> [Task requirements] Every line containing "building" should be copied out. Go through the entries and find them.

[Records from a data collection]
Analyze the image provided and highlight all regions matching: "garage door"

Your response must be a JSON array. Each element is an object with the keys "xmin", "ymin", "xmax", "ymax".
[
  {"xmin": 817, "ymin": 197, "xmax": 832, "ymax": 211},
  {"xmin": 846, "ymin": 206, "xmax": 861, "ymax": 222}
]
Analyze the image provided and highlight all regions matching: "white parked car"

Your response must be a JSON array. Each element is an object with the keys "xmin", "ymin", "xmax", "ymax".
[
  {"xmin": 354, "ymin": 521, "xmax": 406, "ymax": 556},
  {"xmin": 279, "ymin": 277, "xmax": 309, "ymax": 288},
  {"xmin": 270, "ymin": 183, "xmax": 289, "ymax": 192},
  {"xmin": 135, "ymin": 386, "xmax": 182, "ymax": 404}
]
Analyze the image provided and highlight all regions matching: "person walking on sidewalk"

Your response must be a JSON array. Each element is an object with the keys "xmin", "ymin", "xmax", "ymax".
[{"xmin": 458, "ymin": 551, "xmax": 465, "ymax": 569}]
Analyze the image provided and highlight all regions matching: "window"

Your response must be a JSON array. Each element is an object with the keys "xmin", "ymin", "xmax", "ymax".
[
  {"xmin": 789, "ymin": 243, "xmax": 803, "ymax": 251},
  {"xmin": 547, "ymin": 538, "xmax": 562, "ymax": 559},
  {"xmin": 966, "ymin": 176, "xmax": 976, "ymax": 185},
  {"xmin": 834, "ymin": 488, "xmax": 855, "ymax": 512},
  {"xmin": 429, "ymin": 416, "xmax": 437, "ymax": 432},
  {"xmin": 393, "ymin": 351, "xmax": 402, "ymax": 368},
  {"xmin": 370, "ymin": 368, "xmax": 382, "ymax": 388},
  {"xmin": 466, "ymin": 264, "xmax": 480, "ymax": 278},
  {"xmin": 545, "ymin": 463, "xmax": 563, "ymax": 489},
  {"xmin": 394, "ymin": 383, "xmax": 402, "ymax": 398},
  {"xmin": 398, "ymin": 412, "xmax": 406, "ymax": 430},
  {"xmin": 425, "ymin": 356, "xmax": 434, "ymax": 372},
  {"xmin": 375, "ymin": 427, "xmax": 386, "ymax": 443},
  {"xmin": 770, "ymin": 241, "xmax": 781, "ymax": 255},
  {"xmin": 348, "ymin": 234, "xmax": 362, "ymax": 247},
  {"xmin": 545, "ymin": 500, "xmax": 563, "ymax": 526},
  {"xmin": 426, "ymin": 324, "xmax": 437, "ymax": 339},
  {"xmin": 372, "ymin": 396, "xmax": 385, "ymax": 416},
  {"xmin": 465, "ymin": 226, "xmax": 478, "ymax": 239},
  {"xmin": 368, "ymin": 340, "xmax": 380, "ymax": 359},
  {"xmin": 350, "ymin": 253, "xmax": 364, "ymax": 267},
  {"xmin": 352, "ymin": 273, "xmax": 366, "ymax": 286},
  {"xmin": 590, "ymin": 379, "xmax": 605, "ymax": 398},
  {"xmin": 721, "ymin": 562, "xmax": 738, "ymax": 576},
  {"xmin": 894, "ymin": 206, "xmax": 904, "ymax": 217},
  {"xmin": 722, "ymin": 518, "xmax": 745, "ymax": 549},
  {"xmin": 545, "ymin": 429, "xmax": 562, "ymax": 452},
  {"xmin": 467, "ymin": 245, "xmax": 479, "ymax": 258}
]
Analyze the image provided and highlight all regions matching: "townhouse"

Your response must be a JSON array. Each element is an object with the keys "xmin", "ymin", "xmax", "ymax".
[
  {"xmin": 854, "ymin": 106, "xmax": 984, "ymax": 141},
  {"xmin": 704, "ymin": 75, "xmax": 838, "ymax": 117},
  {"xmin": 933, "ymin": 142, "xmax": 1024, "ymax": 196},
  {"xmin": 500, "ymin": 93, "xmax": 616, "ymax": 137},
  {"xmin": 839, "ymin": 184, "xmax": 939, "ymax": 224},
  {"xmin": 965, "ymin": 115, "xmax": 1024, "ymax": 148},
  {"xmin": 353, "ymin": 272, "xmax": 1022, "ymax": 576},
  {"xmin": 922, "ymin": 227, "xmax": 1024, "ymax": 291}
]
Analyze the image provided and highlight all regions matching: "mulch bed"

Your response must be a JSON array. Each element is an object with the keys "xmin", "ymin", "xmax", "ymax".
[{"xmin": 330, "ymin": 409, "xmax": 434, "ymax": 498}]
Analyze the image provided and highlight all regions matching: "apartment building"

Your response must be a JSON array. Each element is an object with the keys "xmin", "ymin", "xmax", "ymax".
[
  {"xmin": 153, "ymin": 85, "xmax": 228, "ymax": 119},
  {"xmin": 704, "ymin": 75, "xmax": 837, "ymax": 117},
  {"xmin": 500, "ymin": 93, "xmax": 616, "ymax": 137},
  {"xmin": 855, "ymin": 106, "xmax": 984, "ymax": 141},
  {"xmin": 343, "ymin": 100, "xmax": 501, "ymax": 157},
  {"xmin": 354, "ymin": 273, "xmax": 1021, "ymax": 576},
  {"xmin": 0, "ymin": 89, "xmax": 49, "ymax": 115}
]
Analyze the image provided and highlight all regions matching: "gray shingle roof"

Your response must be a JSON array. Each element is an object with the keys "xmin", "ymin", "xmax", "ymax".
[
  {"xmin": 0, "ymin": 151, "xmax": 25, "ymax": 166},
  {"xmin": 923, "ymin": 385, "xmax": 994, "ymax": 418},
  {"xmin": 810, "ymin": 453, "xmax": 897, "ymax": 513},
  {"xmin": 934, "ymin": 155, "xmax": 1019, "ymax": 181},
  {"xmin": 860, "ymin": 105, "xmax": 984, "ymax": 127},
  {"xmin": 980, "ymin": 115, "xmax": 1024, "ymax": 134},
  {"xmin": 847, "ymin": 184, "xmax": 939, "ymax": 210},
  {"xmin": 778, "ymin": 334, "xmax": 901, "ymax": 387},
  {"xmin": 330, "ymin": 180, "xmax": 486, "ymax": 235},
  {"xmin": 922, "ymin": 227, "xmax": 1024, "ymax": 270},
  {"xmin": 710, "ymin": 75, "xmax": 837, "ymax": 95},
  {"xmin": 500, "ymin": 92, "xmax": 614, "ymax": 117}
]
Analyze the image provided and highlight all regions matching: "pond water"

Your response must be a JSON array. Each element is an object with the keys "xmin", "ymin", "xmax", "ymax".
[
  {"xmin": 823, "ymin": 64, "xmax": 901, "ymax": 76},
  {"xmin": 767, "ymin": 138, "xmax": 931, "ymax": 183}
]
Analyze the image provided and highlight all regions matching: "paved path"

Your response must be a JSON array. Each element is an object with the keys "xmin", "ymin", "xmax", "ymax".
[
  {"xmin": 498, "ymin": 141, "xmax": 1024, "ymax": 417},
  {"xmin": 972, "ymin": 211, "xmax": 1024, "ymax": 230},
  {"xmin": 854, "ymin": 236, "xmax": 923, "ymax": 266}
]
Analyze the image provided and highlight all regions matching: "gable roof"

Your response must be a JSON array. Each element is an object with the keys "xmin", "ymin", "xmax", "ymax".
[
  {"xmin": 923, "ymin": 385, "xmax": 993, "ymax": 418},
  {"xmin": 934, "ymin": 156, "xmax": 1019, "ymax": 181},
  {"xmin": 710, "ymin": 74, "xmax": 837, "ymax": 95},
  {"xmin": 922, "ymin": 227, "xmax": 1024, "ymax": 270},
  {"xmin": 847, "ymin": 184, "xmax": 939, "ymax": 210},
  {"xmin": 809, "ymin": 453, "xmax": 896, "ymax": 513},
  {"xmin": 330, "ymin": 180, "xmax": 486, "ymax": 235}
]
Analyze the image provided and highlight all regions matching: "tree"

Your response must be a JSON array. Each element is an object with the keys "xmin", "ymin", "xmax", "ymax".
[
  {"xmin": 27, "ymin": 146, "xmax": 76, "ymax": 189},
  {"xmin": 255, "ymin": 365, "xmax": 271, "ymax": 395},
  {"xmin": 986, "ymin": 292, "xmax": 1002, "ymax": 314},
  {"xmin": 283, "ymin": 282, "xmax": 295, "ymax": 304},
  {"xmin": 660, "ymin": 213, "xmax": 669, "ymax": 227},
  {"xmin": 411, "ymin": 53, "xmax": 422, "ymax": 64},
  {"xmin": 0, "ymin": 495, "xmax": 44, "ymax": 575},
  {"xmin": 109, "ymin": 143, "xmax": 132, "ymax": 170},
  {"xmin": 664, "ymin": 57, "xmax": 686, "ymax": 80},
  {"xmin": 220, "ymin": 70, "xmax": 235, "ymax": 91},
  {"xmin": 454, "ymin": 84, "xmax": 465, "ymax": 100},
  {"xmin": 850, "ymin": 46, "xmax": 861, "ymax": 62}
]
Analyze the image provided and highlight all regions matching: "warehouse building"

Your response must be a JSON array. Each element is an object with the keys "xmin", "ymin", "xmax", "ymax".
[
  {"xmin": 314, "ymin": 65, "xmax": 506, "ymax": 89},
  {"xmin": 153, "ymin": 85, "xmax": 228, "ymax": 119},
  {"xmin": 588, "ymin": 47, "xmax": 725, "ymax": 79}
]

> [Expected answer]
Analyze the image provided and highlight all regions matching: "apartment building"
Analyze the image provided and highlight all regions matching: "warehouse building"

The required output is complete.